■ Task statement:
Count how many lines in the entries below contain the word "shorts". Reply with the number alone.

Entries on locating named things
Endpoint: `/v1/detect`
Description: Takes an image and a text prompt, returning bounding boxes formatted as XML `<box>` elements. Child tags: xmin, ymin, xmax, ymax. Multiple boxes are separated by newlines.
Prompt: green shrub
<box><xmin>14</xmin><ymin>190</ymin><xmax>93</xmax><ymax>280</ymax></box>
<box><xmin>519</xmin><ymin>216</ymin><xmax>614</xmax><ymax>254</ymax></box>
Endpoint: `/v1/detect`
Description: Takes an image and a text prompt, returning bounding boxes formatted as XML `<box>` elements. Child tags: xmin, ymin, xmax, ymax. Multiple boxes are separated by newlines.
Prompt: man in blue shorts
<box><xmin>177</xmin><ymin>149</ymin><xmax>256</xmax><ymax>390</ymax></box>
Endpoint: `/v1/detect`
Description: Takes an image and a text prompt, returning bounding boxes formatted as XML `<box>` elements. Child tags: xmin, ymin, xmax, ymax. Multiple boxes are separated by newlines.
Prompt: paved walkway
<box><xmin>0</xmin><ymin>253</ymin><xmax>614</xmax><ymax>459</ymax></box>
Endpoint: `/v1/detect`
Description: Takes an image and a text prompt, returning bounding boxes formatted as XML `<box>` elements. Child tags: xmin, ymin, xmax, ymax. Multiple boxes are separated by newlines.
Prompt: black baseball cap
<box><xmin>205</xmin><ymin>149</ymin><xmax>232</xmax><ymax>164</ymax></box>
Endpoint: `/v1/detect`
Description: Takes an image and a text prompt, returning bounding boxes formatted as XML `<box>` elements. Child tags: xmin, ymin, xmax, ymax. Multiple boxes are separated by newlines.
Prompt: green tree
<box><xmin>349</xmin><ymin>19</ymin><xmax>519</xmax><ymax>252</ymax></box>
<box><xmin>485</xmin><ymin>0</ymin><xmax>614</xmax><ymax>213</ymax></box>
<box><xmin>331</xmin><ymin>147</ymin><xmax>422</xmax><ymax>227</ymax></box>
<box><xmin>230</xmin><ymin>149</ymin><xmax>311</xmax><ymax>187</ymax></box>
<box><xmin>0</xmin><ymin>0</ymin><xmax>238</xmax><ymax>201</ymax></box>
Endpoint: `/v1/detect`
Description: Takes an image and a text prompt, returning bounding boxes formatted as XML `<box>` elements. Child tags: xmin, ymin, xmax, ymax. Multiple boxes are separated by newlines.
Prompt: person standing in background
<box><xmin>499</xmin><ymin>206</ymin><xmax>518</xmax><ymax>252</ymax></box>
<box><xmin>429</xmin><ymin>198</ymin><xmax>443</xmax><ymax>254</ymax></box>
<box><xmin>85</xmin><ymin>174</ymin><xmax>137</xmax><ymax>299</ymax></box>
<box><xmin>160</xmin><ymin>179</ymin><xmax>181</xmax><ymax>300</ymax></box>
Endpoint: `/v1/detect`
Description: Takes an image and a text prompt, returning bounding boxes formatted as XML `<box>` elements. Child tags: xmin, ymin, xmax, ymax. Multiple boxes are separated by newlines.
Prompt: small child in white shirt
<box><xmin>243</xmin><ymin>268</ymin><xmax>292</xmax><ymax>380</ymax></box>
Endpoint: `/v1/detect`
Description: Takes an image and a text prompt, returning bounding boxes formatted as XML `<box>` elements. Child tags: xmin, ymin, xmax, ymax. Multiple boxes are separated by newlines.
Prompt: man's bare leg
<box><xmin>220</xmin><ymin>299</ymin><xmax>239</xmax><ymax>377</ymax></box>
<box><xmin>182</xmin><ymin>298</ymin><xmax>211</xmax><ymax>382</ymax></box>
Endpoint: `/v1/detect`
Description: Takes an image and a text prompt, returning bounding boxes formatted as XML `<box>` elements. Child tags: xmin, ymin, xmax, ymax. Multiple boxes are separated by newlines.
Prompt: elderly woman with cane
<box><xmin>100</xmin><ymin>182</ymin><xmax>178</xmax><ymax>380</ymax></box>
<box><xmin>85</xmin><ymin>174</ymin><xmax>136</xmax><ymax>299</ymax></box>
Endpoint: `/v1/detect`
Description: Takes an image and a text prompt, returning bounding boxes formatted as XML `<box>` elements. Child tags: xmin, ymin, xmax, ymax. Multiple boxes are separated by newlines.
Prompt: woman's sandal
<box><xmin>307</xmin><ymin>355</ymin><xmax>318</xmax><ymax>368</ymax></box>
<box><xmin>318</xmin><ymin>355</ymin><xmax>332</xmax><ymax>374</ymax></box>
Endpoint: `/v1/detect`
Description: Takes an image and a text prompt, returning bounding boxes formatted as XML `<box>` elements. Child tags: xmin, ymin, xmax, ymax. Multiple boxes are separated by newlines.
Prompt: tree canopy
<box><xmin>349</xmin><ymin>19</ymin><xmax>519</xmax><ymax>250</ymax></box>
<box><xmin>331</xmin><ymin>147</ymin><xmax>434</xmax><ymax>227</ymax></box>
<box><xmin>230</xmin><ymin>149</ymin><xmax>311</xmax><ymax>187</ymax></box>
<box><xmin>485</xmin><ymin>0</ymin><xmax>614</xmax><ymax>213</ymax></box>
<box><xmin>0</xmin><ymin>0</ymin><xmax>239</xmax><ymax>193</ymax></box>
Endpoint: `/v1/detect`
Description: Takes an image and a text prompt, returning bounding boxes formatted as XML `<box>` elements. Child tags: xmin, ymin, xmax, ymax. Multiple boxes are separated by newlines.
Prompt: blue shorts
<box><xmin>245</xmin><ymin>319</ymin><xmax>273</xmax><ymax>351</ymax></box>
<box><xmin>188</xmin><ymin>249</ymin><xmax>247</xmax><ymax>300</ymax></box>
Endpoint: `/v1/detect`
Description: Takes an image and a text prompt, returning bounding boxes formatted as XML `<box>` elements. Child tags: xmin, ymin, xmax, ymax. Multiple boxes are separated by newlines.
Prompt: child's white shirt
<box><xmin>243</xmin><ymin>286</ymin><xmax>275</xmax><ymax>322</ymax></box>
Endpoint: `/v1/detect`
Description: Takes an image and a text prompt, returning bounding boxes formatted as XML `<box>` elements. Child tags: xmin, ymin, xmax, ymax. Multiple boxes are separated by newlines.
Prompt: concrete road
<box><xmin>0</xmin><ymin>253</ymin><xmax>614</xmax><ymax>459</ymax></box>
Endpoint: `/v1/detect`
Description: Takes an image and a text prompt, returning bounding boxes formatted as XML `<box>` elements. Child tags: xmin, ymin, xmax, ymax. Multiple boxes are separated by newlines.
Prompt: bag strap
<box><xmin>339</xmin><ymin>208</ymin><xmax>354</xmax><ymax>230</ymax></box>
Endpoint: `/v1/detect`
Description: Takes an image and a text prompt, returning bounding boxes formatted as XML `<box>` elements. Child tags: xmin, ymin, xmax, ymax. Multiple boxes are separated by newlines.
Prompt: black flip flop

■ Reply to the task:
2